AIM OF THE TASK: Word for word, repeat the lines of the records from the one containing "bark with a single point, one per instance." through the last line, both included.

RECORD SET:
------------------------------------------------------------------------
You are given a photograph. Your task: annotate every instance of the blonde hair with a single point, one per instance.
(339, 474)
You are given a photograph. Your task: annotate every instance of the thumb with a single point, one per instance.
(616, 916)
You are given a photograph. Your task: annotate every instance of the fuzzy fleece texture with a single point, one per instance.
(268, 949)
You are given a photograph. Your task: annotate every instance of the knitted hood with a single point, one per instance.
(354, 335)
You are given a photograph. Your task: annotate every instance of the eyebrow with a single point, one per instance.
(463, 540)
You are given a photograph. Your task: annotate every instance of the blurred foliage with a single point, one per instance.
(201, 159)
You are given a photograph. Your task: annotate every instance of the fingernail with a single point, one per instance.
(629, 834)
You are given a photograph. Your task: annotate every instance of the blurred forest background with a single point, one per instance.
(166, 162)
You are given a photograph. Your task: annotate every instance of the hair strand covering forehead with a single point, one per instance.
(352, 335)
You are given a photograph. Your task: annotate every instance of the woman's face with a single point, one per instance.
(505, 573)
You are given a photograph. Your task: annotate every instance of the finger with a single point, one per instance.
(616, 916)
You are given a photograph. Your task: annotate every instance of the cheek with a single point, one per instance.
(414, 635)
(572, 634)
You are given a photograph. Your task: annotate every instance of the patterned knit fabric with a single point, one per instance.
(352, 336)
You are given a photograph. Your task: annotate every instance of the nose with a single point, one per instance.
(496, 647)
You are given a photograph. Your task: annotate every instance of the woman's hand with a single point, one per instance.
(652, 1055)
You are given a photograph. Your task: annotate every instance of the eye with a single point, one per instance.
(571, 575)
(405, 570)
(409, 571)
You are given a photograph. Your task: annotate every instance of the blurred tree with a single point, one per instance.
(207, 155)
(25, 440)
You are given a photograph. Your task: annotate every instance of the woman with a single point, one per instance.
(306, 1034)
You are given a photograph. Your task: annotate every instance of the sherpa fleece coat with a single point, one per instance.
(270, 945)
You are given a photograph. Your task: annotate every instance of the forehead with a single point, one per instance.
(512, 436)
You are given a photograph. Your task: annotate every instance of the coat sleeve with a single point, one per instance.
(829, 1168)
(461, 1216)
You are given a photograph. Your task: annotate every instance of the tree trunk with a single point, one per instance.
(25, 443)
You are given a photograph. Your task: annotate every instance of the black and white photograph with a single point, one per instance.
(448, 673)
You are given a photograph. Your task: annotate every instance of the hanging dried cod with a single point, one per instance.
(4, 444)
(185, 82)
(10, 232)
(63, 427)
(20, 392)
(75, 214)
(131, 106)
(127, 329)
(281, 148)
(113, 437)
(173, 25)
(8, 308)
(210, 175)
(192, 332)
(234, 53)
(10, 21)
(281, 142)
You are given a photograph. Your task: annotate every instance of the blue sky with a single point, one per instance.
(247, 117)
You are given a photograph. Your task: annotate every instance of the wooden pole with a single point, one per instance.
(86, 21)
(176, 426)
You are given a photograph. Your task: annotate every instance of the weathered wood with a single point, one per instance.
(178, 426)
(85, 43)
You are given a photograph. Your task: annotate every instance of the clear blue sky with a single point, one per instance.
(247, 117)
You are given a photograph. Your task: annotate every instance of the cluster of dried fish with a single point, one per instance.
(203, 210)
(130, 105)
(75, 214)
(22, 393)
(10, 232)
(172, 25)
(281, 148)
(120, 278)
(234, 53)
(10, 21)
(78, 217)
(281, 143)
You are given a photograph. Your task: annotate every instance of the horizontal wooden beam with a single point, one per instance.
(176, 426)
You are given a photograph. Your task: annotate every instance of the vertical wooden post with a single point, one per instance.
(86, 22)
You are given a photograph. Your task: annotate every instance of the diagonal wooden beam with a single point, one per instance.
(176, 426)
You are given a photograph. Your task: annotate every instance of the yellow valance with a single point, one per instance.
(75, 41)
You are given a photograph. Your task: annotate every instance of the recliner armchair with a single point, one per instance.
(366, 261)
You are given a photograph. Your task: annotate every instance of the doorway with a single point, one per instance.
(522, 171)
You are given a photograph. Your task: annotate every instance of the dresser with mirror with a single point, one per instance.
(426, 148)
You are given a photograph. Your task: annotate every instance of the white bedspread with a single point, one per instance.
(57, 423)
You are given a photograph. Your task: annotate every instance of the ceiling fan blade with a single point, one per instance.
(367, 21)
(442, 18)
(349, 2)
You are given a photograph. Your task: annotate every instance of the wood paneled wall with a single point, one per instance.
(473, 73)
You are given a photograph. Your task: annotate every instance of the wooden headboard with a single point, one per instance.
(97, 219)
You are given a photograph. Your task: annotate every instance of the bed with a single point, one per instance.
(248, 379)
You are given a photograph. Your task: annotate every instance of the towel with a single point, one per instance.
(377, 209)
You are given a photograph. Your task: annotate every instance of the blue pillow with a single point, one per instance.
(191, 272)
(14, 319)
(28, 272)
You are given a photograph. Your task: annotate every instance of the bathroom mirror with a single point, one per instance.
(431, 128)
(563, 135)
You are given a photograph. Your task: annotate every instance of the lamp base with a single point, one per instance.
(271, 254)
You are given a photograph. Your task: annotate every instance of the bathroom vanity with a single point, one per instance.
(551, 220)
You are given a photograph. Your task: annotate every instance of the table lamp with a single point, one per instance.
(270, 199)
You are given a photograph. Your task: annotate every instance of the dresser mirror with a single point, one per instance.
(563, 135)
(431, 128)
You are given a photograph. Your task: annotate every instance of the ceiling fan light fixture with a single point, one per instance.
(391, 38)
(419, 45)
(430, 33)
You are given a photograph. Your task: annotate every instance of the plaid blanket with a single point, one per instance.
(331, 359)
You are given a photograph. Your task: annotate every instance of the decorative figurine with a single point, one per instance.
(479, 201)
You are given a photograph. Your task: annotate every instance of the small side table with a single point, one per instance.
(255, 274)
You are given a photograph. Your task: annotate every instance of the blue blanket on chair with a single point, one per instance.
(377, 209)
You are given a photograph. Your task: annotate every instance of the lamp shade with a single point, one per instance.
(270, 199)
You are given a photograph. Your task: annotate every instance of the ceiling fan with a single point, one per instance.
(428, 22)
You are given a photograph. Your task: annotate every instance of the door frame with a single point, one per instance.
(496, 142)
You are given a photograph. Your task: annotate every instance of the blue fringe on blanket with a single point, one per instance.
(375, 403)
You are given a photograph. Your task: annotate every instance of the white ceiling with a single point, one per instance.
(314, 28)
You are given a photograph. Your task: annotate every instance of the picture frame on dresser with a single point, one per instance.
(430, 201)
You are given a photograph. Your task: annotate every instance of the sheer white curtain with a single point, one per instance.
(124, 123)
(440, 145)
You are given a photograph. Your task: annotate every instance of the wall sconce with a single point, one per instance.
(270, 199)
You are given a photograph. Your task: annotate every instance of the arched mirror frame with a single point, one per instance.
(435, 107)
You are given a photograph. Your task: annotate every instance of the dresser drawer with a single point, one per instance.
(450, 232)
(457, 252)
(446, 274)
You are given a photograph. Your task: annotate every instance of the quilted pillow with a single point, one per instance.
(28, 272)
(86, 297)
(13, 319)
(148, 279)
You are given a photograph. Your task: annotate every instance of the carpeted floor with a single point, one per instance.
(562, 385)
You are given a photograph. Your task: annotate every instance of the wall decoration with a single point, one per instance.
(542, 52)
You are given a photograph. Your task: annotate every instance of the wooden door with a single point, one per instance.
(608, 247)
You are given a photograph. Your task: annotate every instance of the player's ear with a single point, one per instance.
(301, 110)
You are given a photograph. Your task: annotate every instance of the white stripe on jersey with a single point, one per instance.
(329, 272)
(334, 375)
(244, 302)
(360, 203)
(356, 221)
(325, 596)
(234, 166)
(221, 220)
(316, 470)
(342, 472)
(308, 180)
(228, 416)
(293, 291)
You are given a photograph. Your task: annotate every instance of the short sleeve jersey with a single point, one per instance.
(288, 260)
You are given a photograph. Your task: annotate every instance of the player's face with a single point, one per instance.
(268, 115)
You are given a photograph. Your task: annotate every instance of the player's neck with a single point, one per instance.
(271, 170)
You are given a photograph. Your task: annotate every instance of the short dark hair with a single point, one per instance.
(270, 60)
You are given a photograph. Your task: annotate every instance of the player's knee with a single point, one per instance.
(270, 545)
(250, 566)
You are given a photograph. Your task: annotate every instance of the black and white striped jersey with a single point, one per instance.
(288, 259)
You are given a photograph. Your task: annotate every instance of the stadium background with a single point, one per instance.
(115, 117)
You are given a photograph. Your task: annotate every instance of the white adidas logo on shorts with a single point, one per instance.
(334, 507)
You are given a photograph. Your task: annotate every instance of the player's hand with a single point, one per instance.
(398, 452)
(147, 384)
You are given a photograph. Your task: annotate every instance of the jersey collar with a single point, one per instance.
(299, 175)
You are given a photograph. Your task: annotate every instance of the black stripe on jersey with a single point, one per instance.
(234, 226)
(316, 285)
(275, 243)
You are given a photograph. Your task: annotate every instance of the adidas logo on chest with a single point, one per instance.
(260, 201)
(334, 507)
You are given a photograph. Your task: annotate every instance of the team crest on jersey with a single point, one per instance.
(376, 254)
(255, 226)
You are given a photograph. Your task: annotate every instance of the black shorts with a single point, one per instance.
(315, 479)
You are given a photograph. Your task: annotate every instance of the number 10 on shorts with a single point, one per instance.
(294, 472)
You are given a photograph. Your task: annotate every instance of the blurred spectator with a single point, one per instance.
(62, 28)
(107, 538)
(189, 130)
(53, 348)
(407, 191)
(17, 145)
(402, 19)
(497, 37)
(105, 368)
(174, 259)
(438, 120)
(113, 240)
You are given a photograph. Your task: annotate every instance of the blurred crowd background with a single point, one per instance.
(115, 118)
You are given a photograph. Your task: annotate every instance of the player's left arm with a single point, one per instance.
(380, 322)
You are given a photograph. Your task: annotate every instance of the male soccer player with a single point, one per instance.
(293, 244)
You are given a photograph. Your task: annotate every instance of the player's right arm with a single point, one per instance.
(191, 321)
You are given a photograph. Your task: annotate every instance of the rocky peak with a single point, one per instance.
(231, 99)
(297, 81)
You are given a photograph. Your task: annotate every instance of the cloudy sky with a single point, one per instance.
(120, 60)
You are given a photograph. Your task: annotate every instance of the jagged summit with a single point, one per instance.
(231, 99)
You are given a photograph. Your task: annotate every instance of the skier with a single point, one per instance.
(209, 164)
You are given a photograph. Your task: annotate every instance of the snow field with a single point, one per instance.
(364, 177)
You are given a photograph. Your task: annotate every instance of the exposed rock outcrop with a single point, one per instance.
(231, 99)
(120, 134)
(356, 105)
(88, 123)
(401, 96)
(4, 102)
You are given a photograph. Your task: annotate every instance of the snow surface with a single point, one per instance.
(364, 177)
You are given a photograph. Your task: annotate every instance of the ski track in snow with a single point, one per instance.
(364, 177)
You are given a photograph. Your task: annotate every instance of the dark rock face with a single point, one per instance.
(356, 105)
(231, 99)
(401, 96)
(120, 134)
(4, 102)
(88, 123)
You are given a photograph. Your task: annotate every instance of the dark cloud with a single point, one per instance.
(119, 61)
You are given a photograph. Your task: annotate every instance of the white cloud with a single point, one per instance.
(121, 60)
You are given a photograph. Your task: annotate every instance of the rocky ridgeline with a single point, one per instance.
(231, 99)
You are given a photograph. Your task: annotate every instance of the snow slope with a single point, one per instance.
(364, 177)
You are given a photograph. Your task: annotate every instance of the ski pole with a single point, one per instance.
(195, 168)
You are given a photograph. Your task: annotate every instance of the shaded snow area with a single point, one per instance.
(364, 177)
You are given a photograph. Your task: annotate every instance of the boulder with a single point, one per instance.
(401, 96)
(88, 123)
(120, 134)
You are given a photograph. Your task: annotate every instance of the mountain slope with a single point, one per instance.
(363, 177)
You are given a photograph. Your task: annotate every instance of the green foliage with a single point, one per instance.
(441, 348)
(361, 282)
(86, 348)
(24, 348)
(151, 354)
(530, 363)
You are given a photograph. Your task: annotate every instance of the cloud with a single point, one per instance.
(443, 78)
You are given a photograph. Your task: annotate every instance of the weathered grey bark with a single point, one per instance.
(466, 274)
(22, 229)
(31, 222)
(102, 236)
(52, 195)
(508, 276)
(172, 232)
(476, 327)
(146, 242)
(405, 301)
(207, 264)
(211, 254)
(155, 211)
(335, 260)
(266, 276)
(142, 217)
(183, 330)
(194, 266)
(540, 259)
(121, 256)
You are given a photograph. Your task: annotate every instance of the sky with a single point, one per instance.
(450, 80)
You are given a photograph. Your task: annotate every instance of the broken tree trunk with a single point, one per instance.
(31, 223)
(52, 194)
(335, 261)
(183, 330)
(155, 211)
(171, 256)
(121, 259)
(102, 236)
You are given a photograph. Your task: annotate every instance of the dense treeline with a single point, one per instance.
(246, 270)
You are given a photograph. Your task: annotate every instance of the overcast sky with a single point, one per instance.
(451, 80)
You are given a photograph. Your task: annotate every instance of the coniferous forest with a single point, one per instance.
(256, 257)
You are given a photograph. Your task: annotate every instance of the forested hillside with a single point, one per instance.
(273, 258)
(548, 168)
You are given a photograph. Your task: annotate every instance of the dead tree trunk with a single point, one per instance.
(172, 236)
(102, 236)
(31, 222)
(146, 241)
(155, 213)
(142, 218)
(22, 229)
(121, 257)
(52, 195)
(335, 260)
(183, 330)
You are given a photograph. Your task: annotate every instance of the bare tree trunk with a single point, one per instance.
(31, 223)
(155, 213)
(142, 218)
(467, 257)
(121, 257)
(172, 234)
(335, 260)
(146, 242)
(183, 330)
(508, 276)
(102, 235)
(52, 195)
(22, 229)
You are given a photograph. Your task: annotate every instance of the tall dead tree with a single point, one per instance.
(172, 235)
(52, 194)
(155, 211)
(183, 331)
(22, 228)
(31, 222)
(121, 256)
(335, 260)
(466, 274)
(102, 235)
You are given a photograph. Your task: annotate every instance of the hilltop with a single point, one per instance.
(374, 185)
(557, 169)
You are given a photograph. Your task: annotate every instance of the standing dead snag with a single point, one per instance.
------------------------------------------------------------------------
ANSWER TO THE TASK:
You are given a photograph. Your task: annotate every instance of the weathered grey bark with a single point, one per instance.
(466, 274)
(22, 229)
(31, 222)
(102, 236)
(52, 195)
(508, 276)
(172, 232)
(476, 327)
(146, 242)
(405, 301)
(207, 264)
(211, 254)
(155, 211)
(335, 260)
(266, 276)
(142, 217)
(183, 330)
(194, 266)
(540, 259)
(121, 256)
You are given a photograph. Your task: annotate every instance of the sky with a single point, one per instance.
(450, 80)
You are given a photograph. Your task: annotate every instance of the broken tree trunk with a single point, one per instance.
(31, 223)
(52, 194)
(335, 261)
(183, 330)
(155, 211)
(171, 256)
(121, 259)
(102, 236)
You are given a photograph. Your task: annotate every instance of the dense treeline with a single point, one per instance.
(246, 270)
You are given a photograph. Your task: annotate every instance of the overcast sky with a single point, one per instance.
(451, 80)
You are given a photograph. Your task: annotate every instance of the coniferous forest with a single point, one per instance.
(256, 257)
You are given a photograph. Your task: annotate every instance of the forested hillside with a single point, one per instance.
(273, 258)
(548, 168)
You are given a photograph. Your task: annotate every instance of the dead tree trunk with a single point, one per instance.
(172, 236)
(102, 236)
(31, 222)
(146, 241)
(155, 213)
(142, 218)
(22, 229)
(121, 257)
(52, 195)
(335, 260)
(183, 330)
You are given a photograph. Your task: annotate every instance of the bare tree trunk with a single point, one per instance.
(31, 223)
(155, 213)
(142, 218)
(467, 257)
(121, 257)
(172, 234)
(335, 260)
(146, 242)
(183, 330)
(508, 276)
(102, 235)
(52, 195)
(22, 229)
You are given a photograph. Your task: annotate every instance of the tall dead tree with a single point, one per instance.
(172, 235)
(52, 194)
(155, 211)
(183, 331)
(22, 228)
(31, 222)
(121, 256)
(335, 260)
(466, 274)
(102, 235)
You are given a photograph. Your task: annotate every instance of the hilltop with a single point, one per instance.
(374, 185)
(557, 169)
You are given a photograph. Your task: annotate every instance of the standing dead snag with a single point, one per instance.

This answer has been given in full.